Text zum Lesen =
....

Zum Abschied den Abendsegen

WEIHNACHTLICHES BENEFIZKONZERT
(Diverse Komponisten)

Besuch am
25. November 2022
(Einmalige Aufführung)

 

Voi’Sis Vocalensemble in der Johanniskirche, Viersen

Chant du choeur changeant, das klingt recht poetisch, aber nicht sehr publikumswirksam. Trotzdem feierte der 16-köpfige Damenchor mit dem Namen unter der Leitung von Hermannjosef Roosen von 2001 bis 2017 etliche Erfolge. Anfang 2018 kam dann der Neustart des Chors aus Willich. Von nun an nannte er sich Voi’Sis Vocalensemble, ein hübsches Wortspiel. Und Stella Antwerpen übernahm die Chorleitung. Eine gelungene Entscheidung, wenn man sich die Damen anschaut, die sich heute, vier Jahre später, in der Johanniskirche im Viersener Stadtteil Süchteln versammelt haben. Hochmotiviert und gut gelaunt sind sie.

Ein Weihnachtliches Benefizkonzert steht auf dem Programm. Dazu leisten die Damen sich einen besonderen Luxus. Sie treten nämlich heute Abend gleich mit zwei Chorleiterinnen auf. Die studierte Sängerin und promovierte Erziehungswissenschaftlerin Antwerpen, die heute hauptberuflich an einem Gymnasium in Meerbusch arbeitet, hat sich schweren Herzens entschieden, die Chorleitung der Stimmschwestern abzugeben. Die gute Nachricht dabei ist, dass es eine vielversprechende Nachfolgerin gibt. Seit ihrer Kindheit nahm die heute 26-jährige Andrea Magiera aus Dormagen Geigen-, Klavier- und Gesangsunterricht. Später studierte sie Musik und Englisch auf Lehramt, an der Folkwang-Universität der Künste in Essen studierte sie im Hauptfach Gesang bei Christoph Scheeben und Chorleitungsunterricht bei Jörg Breiding. Im vergangenen Jahr übernahm sie die Chorleitung beim Frauenchor Nievenheim. Jetzt kann sie zeigen, dass der Chor aus Willich bei ihr in guten Händen ist.

Gabriel Antwerpen – Foto © O-Ton

Mit dem Programm haben Antwerpen und Magiera so etwas wie die eierlegende Wollmilchsau erarbeitet. Es spiegelt die gemeinsamen vergangenen vier Jahre wider, zeigt die historische Bandbreite des Repertoires, das die Sängerinnen mit Antwerpen erarbeitet haben, bietet weihnachtliche Aspekte, ohne auf das übliche Spektrum zu schauen, wirkt modern, ohne die Zuschauer zu irritieren, und gibt schon einmal die Richtung vor, in der es weitergehen soll. Das ist außerordentlich vielversprechend. Eine weitere Hilfestellung gibt es an diesem Abend von einem Pianisten. Gabriel Antwerpen, Bruder der bisherigen Chorleiterin, unterstützt den Gesang zeitweise am elektrischen Klavier.

....

[Dateneinträge]
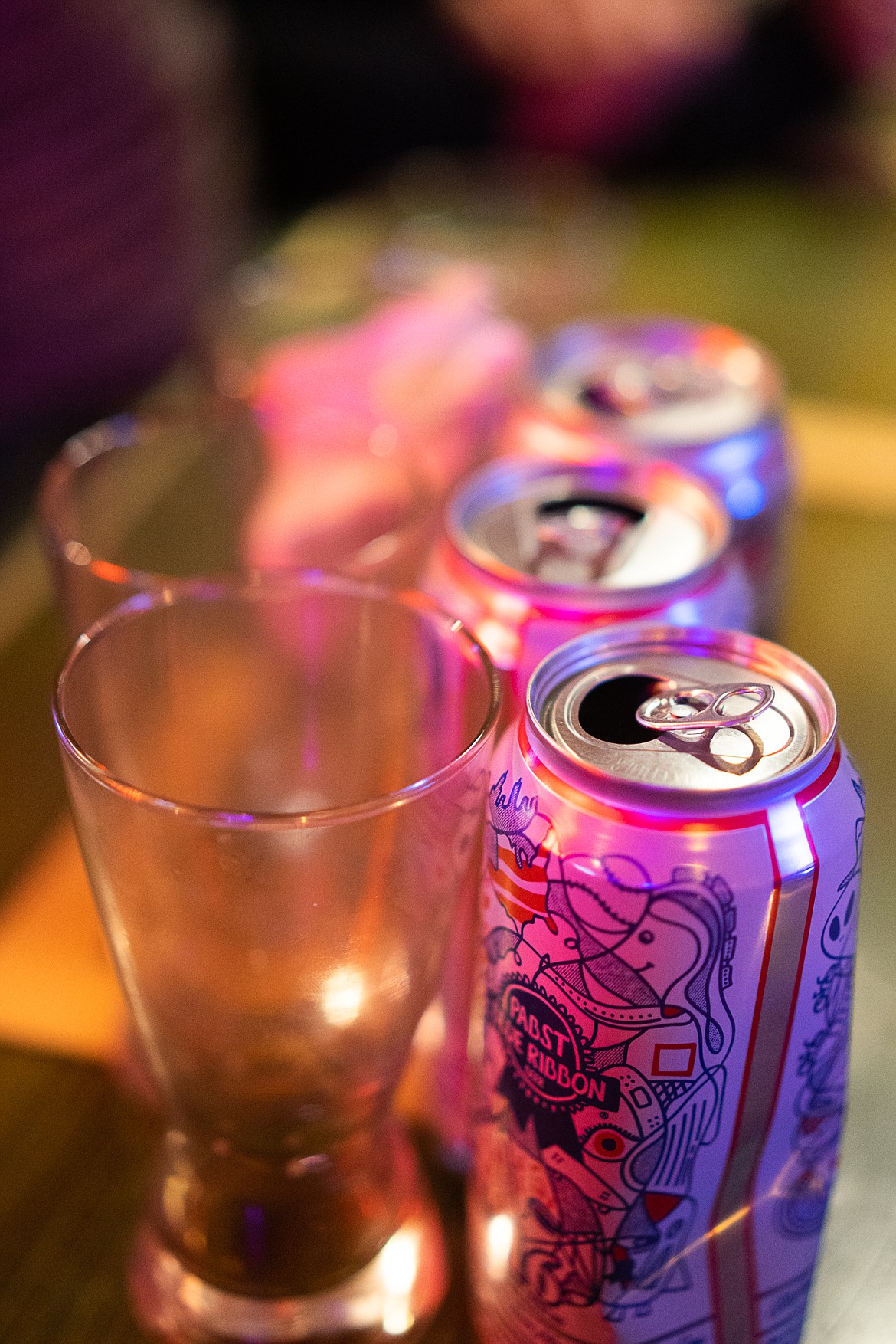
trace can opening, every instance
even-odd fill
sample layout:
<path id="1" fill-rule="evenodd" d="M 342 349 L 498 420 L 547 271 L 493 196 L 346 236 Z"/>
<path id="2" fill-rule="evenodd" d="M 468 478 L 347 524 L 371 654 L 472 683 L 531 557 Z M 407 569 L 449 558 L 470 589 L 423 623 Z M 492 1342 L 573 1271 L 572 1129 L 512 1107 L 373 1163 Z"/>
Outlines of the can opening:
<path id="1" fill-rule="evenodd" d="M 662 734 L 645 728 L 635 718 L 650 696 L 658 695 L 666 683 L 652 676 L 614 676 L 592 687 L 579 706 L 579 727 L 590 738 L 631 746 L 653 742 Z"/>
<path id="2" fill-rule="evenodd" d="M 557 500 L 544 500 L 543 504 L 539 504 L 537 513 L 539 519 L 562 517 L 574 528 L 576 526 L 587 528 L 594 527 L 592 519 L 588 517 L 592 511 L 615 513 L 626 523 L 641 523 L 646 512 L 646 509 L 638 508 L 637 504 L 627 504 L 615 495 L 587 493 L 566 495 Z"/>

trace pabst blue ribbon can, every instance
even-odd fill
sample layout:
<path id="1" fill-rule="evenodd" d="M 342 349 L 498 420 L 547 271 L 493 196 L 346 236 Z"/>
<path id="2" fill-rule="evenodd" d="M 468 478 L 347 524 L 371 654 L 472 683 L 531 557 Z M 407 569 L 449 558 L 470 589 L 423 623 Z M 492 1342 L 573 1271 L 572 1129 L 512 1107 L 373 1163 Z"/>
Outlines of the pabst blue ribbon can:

....

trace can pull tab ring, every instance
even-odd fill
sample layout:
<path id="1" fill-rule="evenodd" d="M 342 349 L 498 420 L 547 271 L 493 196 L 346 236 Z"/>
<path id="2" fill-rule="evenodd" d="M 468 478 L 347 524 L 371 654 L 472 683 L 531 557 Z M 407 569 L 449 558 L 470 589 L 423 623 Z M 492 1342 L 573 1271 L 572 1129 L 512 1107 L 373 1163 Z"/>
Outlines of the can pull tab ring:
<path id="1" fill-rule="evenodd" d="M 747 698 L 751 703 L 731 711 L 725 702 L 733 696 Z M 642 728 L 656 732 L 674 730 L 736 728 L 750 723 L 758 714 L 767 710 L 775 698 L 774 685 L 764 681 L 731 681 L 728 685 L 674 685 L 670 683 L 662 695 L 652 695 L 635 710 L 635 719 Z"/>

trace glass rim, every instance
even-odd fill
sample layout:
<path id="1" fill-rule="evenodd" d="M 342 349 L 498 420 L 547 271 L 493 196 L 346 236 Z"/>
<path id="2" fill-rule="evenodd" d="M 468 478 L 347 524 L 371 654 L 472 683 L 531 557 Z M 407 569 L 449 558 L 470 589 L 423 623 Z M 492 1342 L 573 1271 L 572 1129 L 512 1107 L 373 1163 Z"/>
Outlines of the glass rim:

....

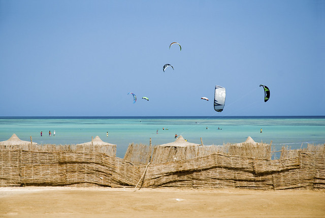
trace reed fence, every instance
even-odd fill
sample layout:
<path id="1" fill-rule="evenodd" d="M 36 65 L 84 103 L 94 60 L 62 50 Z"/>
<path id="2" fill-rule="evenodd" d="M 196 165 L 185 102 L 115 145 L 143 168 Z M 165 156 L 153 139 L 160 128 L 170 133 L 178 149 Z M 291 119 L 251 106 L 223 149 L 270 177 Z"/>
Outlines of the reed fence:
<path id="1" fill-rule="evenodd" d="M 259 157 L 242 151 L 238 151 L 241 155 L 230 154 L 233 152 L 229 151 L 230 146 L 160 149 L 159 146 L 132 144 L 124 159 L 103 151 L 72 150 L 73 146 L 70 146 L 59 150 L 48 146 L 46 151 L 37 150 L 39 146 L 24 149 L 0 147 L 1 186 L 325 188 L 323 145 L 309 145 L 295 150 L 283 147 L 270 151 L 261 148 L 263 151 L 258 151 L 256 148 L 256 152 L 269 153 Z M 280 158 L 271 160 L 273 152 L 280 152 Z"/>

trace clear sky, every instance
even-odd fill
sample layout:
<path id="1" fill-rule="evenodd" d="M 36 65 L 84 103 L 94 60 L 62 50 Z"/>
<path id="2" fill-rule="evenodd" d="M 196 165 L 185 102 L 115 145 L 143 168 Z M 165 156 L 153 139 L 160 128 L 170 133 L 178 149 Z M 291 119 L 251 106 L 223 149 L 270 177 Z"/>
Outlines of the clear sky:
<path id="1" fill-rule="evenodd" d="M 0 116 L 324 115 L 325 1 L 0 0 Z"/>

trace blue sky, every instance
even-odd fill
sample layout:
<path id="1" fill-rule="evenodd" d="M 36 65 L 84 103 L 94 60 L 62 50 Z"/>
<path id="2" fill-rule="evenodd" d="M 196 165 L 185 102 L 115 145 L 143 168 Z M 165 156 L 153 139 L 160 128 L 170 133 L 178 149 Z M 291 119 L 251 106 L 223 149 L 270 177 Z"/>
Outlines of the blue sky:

....

Was zu tun ist =
**1)** Schreiben Sie den Abschnitt des Konzertberichts zwischen "Mit dem Programm" und "am elektrischen Klavier.", beide eingeschlossen, wortgetreu ab.
**2)** Bei wem hatte Andrea Magiera laut dem Konzertbericht Chorleitungsunterricht?
**3)** Führen Sie den Konzertbericht über das Benefizkonzert des Voi’Sis Vocalensembles im Anschluss an seinen letzten Satz weiter.
Die Zeilen sind eigenständiges Material und gehören nicht zum Konzertbericht.

Lösungen =
**1)**
Mit dem Programm haben Antwerpen und Magiera so etwas wie die eierlegende Wollmilchsau erarbeitet. Es spiegelt die gemeinsamen vergangenen vier Jahre wider, zeigt die historische Bandbreite des Repertoires, das die Sängerinnen mit Antwerpen erarbeitet haben, bietet weihnachtliche Aspekte, ohne auf das übliche Spektrum zu schauen, wirkt modern, ohne die Zuschauer zu irritieren, und gibt schon einmal die Richtung vor, in der es weitergehen soll. Das ist außerordentlich vielversprechend. Eine weitere Hilfestellung gibt es an diesem Abend von einem Pianisten. Gabriel Antwerpen, Bruder der bisherigen Chorleiterin, unterstützt den Gesang zeitweise am elektrischen Klavier.

**2)** Bei Jörg Breiding.

**3)**
Wunderschöne Stücke von John Rutter eröffnen den Abend. A Flower Remembered, A Clare Benediction, Garelic Blessing und Angel Carol stehen stellvertretend für die suggestiven Klänge und eingängigen Melodien, die die Musik des Komponisten, Dirigenten und Chorleiters auszeichnen. Da entsteht gleich schon mal eine geistige Sphäre, in die sich das Adoramus eines unbekannten Komponisten, das Ave verum corpus von Francis Poulenc und die Alma redemtoris von Michael Schmoll fast schon unauffällig einfügen. Die Sängerinnen haben sich dabei an zwei sehr unterschiedlichen Dirigierstilen zu orientieren. Antwerpen mit ihrem zupackenden, offensiven Dirigat macht aus jedem Stück ein Abenteuer, das es zu bewältigen gilt. Ohne dass die Besucher es sehen können, singt sie lautlos, aber mit weit geöffnetem Mund mit, als müsse sie besonders müde Sänger wachrufen. Schaut man ihr zu, ist es, als dirigiere sie Swing. Fast schon ein wenig verwunderlich, wenn dabei Kirchenmusik herauskommt. Ganz anders Magieras Auftritt, ohne das in irgendeiner Form werten zu wollen. Eher konservativ, fast schon ein wenig zurückhaltend, aber ausgesprochen souverän führt die junge Musikerin den Chor. Letztlich erreichen beide die gewünschte klangliche Qualität.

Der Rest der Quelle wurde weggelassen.